→ SELECTED EXTRACT
# whats the best tyre dressing



## agnew88 (Apr 19, 2010)

i currently use megs endurance gel but fancy a change. what is the best dressing i can buy. thanks


----------



## takemetothepub (Feb 5, 2010)

Depends on what you want it to look like and how long you want it to last?


----------



## rds1985 (Mar 7, 2009)

I like Blackfire


----------



## Black Widow (Apr 6, 2009)

SmartGEL!


----------



## -Kev- (Oct 30, 2007)

like any product, there is no 'best' its all down to personal preference.


----------



## agnew88 (Apr 19, 2010)

ok well my preference to tyre dressing is a mid sheen and not too glossy. megs endurance gel makes the tyres look too glossy. oh and im looking for a long lasting one


----------



## -Kev- (Oct 30, 2007)

agnew88 said:


> ok well my preference to tyre dressing is a mid sheen and not too glossy. megs endurance gel makes the tyres look too glossy












serious performance dilute to suite dressing (used neat). tyre type can affect what the dressing looks like too as i use the above dressing on most cars i do including my own and it looks slightly glossier on the tyres of the bmw in the pic than it does on the pirellis on my car..


----------



## agnew88 (Apr 19, 2010)

yea that is spot on.just what im looking for. thanks


----------



## -Kev- (Oct 30, 2007)

:thumb: if you don't already, giving the tyres a good scrub with apc (or similar) and a stiff brush (i use a cheap asda one) when cleaning the wheels helps the dressing look and last longer


----------



## -tom- (Jan 27, 2009)

→ EXERCISE INSTRUCTIONS
[a] Write out the part of the tyre dressing thread that opens with the words containing "serious performance dilute" and closes with "on my car..".
[b] Does each statement agree with the tyre dressing thread? Answer yes or no for each and quote the deciding words. (i) agnew88 currently uses megs endurance gel. (ii) -Kev- says the dressing looks glossier on the pirellis than on the bmw. (iii) agnew88 wants a very glossy finish.
[c] In the tyre dressing thread, what does -Kev- suggest scrubbing the tyres with when cleaning the wheels?
The records here aren't needed.

Named-object pointing records:
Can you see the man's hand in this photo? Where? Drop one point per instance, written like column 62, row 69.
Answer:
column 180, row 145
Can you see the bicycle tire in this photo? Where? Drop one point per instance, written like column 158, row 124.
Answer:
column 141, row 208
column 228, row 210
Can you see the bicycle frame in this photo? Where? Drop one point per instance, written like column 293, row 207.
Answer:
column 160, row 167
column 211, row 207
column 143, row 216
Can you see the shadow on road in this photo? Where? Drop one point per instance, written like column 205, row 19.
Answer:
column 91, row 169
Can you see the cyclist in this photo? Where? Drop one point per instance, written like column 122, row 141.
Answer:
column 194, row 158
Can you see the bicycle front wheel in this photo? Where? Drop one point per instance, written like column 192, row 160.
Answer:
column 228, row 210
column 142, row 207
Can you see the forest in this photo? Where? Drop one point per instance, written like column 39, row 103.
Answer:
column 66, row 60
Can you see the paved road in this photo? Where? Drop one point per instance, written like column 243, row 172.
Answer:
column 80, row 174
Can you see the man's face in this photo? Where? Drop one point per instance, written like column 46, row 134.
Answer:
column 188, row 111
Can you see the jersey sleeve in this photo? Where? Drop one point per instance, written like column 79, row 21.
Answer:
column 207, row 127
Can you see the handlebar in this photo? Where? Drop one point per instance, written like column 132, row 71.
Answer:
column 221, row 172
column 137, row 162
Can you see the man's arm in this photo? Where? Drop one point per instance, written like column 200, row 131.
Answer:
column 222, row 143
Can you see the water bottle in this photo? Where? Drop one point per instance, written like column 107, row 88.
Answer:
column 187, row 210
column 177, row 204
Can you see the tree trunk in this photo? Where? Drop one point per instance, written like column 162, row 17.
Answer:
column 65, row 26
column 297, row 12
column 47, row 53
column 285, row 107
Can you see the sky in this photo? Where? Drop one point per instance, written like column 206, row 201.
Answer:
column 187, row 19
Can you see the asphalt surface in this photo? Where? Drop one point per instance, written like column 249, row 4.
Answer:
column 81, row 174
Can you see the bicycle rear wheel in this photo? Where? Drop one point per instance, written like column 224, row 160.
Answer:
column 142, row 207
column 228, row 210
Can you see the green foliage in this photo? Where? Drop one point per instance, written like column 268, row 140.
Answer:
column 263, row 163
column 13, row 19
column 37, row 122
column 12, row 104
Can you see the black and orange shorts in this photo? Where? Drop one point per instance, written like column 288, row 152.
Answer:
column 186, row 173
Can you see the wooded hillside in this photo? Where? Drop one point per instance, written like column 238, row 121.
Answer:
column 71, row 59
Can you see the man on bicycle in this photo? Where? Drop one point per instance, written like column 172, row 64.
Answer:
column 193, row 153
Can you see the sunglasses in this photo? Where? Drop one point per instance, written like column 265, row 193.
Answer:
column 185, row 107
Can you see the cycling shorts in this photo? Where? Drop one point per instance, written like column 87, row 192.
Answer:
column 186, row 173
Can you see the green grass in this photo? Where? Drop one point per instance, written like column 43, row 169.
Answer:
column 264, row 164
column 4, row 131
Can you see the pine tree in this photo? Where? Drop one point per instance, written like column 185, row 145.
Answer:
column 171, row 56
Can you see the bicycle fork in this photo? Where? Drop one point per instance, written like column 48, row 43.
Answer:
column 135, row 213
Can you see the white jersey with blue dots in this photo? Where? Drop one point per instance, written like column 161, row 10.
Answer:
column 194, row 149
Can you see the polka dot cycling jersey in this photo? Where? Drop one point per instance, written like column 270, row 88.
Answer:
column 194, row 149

→ IN RESPONSE
[a]
serious performance dilute to suite dressing (used neat). tyre type can affect what the dressing looks like too as i use the above dressing on most cars i do including my own and it looks slightly glossier on the tyres of the bmw in the pic than it does on the pirellis on my car..

[b]
(i) Yes: "i currently use megs endurance gel"
(ii) No: "it looks slightly glossier on the tyres of the bmw in the pic than it does on the pirellis on my car"
(iii) No: "a mid sheen and not too glossy"

[c] Apc (or similar) and a stiff brush.